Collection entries
━━━

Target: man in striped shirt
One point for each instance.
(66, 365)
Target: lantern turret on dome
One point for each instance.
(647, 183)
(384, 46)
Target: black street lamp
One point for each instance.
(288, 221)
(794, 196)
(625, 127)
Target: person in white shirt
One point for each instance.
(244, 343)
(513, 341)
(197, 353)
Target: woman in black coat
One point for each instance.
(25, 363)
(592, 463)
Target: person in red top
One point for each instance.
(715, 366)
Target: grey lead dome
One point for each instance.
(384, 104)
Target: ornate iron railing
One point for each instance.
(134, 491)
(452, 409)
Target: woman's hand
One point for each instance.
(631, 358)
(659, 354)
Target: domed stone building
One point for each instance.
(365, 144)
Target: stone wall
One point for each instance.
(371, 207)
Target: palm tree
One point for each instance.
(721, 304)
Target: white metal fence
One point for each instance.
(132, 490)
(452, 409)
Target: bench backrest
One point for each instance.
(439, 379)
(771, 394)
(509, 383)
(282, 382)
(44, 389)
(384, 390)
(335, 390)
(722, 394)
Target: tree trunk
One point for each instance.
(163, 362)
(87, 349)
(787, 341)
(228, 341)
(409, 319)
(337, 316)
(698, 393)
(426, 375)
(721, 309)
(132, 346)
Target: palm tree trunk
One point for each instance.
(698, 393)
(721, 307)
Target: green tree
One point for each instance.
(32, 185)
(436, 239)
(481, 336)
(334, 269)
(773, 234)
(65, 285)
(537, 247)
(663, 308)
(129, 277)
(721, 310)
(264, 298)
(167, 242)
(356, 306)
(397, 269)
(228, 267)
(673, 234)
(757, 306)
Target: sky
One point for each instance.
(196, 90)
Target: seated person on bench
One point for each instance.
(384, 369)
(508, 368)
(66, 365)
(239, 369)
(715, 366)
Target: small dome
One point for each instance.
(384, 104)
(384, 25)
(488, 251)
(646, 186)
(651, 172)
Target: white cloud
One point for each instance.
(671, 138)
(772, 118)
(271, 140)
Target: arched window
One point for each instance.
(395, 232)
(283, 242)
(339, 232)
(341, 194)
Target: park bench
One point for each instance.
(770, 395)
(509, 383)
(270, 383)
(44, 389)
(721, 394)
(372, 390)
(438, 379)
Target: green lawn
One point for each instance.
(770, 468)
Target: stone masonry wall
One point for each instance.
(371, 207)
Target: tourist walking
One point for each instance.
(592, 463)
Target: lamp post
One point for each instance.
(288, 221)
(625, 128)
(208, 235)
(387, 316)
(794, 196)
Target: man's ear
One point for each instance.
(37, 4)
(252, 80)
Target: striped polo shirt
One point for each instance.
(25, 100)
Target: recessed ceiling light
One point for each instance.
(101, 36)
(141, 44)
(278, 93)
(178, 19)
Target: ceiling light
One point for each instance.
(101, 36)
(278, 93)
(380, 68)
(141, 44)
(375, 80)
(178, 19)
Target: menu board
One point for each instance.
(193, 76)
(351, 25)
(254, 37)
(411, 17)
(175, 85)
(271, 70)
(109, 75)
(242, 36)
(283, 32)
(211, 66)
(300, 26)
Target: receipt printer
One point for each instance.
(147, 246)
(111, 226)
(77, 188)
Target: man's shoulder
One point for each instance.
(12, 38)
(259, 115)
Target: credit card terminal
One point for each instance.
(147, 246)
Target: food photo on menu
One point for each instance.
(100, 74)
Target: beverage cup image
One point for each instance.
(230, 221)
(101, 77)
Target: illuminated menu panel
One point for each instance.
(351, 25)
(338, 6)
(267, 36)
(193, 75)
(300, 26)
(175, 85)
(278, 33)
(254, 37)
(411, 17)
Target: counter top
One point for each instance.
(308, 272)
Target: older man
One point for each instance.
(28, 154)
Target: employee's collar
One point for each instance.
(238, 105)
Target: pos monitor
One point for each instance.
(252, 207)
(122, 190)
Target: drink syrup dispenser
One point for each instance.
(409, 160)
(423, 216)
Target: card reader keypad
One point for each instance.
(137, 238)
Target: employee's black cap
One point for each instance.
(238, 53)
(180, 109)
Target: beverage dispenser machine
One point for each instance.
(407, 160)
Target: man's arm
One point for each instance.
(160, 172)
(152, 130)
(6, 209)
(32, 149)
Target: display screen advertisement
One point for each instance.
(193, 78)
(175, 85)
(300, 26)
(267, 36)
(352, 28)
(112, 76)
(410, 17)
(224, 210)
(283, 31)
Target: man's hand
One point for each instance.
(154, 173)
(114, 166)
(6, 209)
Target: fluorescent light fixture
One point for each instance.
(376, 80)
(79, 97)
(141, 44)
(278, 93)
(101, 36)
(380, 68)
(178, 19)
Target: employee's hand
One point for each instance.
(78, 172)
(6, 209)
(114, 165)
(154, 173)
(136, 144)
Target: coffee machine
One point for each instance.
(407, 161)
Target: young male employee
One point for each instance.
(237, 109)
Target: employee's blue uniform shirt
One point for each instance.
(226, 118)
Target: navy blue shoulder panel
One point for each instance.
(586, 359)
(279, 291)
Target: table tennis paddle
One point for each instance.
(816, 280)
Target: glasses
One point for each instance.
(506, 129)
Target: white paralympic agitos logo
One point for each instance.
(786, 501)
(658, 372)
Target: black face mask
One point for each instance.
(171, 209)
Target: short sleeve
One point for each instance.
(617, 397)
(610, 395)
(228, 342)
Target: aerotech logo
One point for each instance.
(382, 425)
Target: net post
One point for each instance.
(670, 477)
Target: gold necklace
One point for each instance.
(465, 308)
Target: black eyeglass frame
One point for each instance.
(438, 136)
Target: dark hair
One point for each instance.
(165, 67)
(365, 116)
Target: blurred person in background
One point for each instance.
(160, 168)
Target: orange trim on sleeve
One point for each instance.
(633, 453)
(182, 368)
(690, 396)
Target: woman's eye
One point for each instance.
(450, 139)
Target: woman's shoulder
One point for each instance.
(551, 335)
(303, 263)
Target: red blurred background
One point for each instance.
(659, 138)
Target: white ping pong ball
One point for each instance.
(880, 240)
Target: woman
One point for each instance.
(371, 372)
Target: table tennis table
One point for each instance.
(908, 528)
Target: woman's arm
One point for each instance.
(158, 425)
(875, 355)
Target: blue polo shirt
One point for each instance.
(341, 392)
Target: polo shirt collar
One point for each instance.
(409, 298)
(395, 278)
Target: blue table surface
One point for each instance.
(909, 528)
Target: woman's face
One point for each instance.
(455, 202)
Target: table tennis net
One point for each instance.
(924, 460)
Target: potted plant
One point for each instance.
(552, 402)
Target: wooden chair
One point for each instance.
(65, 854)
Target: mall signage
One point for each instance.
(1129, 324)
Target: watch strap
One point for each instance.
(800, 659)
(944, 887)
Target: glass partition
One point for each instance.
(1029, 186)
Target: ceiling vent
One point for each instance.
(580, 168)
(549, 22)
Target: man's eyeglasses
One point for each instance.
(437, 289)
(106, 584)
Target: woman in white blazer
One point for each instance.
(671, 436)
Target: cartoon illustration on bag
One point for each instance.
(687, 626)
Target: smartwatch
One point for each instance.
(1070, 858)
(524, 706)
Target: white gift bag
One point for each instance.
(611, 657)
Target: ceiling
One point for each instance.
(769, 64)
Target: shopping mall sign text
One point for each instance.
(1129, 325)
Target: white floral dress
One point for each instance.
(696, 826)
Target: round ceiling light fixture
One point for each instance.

━━━

Exercise requirements:
Your answer should repeat every entry exactly.

Written response:
Target: man in striped shirt
One point for each instance.
(66, 365)
Target: lantern turret on dome
One point for each instance.
(647, 183)
(384, 46)
Target: black street lamp
One point for each instance.
(288, 221)
(794, 196)
(625, 127)
Target: person in white shirt
One point for each instance.
(244, 343)
(513, 341)
(197, 353)
Target: woman in black coat
One point for each instance.
(25, 363)
(592, 463)
Target: person in red top
One point for each instance.
(715, 366)
Target: grey lead dome
One point for each instance.
(384, 104)
Target: ornate iron railing
One point for each instance.
(134, 491)
(452, 409)
Target: woman's hand
One point for each instance.
(631, 358)
(659, 354)
Target: domed stone building
One point for each instance.
(365, 144)
Target: stone wall
One point for each instance.
(371, 207)
Target: palm tree
One point for each instance.
(721, 304)
Target: white metal fence
One point for each instance.
(132, 490)
(452, 409)
Target: bench backrest
One point for each instance.
(439, 379)
(771, 394)
(509, 383)
(282, 382)
(44, 389)
(384, 390)
(335, 390)
(722, 394)
Target: tree trunk
One point for each instance.
(163, 362)
(87, 349)
(787, 341)
(228, 341)
(409, 319)
(337, 316)
(698, 393)
(426, 375)
(721, 309)
(132, 346)
Target: palm tree trunk
One point for each instance.
(698, 393)
(721, 307)
Target: green tree
One point for each instance.
(32, 185)
(436, 239)
(481, 336)
(334, 269)
(773, 234)
(65, 285)
(537, 247)
(663, 308)
(129, 277)
(721, 310)
(264, 298)
(167, 242)
(356, 306)
(397, 269)
(228, 267)
(673, 234)
(757, 306)
Target: sky
One point for each instance.
(196, 90)
Target: seated person on bench
One point for each instance.
(384, 369)
(508, 368)
(66, 365)
(239, 369)
(715, 366)
Target: small dome
One point for each instance.
(384, 104)
(384, 25)
(488, 251)
(646, 186)
(651, 172)
Target: white cloud
One point for each instance.
(671, 138)
(772, 118)
(271, 140)
Target: arched window
One point for each instance.
(395, 232)
(283, 242)
(339, 232)
(341, 194)
Target: park bench
One point for each instance.
(770, 395)
(509, 383)
(270, 383)
(44, 389)
(721, 394)
(372, 390)
(438, 379)
Target: green lawn
One point for each instance.
(770, 468)
Target: stone masonry wall
One point for each instance.
(371, 207)
Target: tourist walking
One point for each instance.
(592, 463)
Target: lamp post
One point for each instance.
(288, 221)
(625, 128)
(208, 235)
(387, 316)
(794, 196)
Target: man's ear
One point for each instance.
(37, 4)
(252, 80)
Target: striped polo shirt
One point for each instance.
(25, 100)
Target: recessed ceiling light
One point for each instance.
(101, 36)
(141, 44)
(278, 93)
(178, 19)
Target: ceiling light
One point for each instance.
(101, 36)
(278, 93)
(380, 68)
(141, 44)
(375, 80)
(178, 19)
Target: menu board
One point for each instance.
(193, 76)
(351, 25)
(254, 37)
(411, 17)
(175, 85)
(271, 70)
(109, 75)
(242, 36)
(283, 32)
(211, 66)
(300, 26)
Target: receipt printer
One point for each instance.
(147, 246)
(111, 226)
(77, 188)
Target: man's shoulder
One point for each instance.
(12, 38)
(259, 115)
Target: credit card terminal
One point for each instance.
(147, 246)
Target: food photo on menu
One point for each instance.
(100, 74)
Target: beverage cup image
One point for each instance.
(230, 221)
(101, 77)
Target: illuminated menu panel
One point for each instance.
(351, 25)
(338, 6)
(267, 36)
(193, 75)
(300, 26)
(175, 85)
(278, 33)
(254, 37)
(411, 17)
Target: counter top
One point for each instance.
(308, 272)
Target: older man
One point for each instance.
(28, 154)
Target: employee's collar
One point for each instance.
(238, 105)
Target: pos monitor
One point for each instance.
(252, 207)
(122, 190)
Target: drink syrup dispenser
One point for each instance.
(409, 160)
(423, 216)
Target: card reader keypad
One point for each instance.
(137, 238)
Target: employee's black cap
One point for each instance.
(238, 53)
(180, 109)
Target: beverage dispenser machine
One point for each instance.
(407, 160)
Target: man's arm
One point for each instance.
(160, 172)
(152, 130)
(6, 209)
(32, 149)
Target: display screen advertisement
One point for each instance.
(193, 78)
(175, 85)
(300, 26)
(267, 36)
(352, 28)
(112, 76)
(410, 17)
(224, 210)
(283, 31)
Target: man's hand
One point for each instance.
(154, 173)
(114, 166)
(6, 209)
Target: fluorescent light fixture
One point for each instance.
(376, 80)
(79, 97)
(141, 44)
(278, 93)
(101, 36)
(380, 68)
(178, 19)
Target: employee's hand
One point for each instance.
(78, 172)
(6, 209)
(114, 165)
(154, 173)
(136, 144)
Target: coffee machine
One point for each instance.
(407, 161)
Target: young male employee
One point for each instance.
(237, 109)
Target: employee's blue uniform shirt
One point for each instance.
(226, 118)
Target: navy blue shoulder panel
One point for each instance.
(586, 359)
(279, 291)
Target: table tennis paddle
One point for each instance.
(816, 280)
Target: glasses
One point for each instance.
(506, 129)
Target: white paralympic agitos logo
One point for each instance.
(786, 501)
(658, 372)
Target: black face mask
One point for each instance.
(171, 209)
Target: short sleeve
One point for each instance.
(617, 397)
(610, 395)
(228, 342)
Target: aerotech logo
One point for each instance.
(382, 425)
Target: net post
One point for each instance.
(670, 477)
Target: gold necklace
One point for each instance.
(465, 308)
Target: black eyeglass frame
One point for each instance.
(438, 136)
Target: dark hair
One point for each instance.
(165, 67)
(365, 116)
Target: blurred person in background
One point for each instance.
(160, 168)
Target: orange trim on sleeve
One point for each instance.
(633, 453)
(182, 368)
(690, 396)
Target: woman's eye
One point for each instance.
(450, 139)
Target: woman's shoulder
One point for each instance.
(551, 335)
(303, 263)
Target: red blurred background
One point for each instance.
(659, 138)
Target: white ping pong ball
One point for each instance.
(880, 240)
Target: woman
One point for each instance.
(371, 372)
Target: table tennis table
One point for each instance.
(908, 528)
Target: woman's arm
One point for each instance.
(158, 425)
(875, 355)
Target: blue polo shirt
One point for each instance.
(341, 392)
Target: polo shirt collar
One point for each instance.
(409, 298)
(395, 278)
Target: blue table surface
One point for each instance.
(909, 528)
Target: woman's face
One point for each instance.
(455, 202)
Target: table tennis net
One point for each instance.
(924, 460)
Target: potted plant
One point for each instance.
(552, 402)
Target: wooden chair
One point for each instance.
(65, 854)
Target: mall signage
One point for each instance.
(1129, 324)
Target: watch strap
One point for each instance.
(800, 659)
(944, 887)
Target: glass partition
One point for each instance.
(1029, 186)
Target: ceiling vent
One point for each instance.
(580, 168)
(549, 22)
Target: man's eyeglasses
One point for each instance.
(437, 289)
(106, 584)
Target: woman in white blazer
One point for each instance.
(671, 436)
Target: cartoon illustration on bag
One point for each instance.
(687, 626)
Target: smartwatch
One point for each instance.
(1070, 858)
(524, 706)
Target: white gift bag
One point for each instance.
(611, 657)
Target: ceiling
One point for each instance.
(769, 64)
Target: shopping mall sign text
One point for each instance.
(1129, 325)
Target: white floral dress
One point for each instance.
(696, 826)
Target: round ceiling light fixture
One point for each instance.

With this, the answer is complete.